» **ACTION ITEM**
Set down exactly the lines of the listing below that begin at the one containing "Target: ribbed mat texture" and end at the last line, both included.

» **DATA SECTION**

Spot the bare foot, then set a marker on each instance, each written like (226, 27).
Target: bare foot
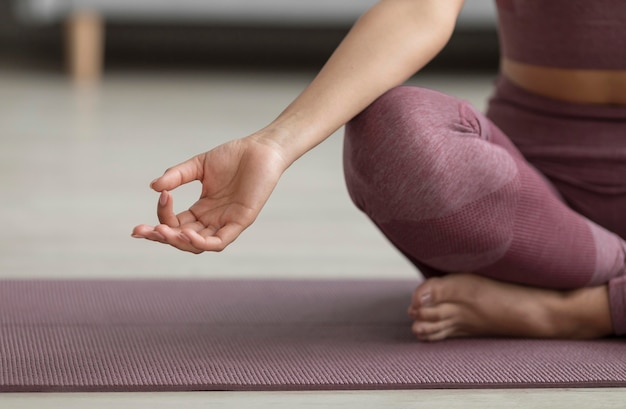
(466, 305)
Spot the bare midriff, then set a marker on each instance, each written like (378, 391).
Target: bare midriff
(570, 85)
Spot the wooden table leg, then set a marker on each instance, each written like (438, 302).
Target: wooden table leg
(85, 46)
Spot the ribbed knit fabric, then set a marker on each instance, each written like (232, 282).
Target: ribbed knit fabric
(564, 33)
(64, 336)
(451, 191)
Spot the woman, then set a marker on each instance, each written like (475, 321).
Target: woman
(514, 217)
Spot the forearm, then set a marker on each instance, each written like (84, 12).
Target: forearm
(386, 46)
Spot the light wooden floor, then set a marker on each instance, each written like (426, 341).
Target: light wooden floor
(74, 171)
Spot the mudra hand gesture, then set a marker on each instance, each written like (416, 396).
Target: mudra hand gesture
(237, 179)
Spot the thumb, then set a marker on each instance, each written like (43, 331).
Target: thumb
(178, 175)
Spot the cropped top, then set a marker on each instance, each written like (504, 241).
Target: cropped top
(584, 34)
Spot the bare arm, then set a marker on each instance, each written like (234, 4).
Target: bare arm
(385, 47)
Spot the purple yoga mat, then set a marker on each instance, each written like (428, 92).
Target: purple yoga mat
(262, 335)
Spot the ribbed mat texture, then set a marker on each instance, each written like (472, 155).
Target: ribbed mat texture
(262, 335)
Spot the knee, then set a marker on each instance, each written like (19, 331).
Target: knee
(401, 134)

» **ANSWER SECTION**
Target: ribbed mat texture
(262, 335)
Spot the knee, then set a marker on each instance, each written like (19, 331).
Target: knee
(401, 134)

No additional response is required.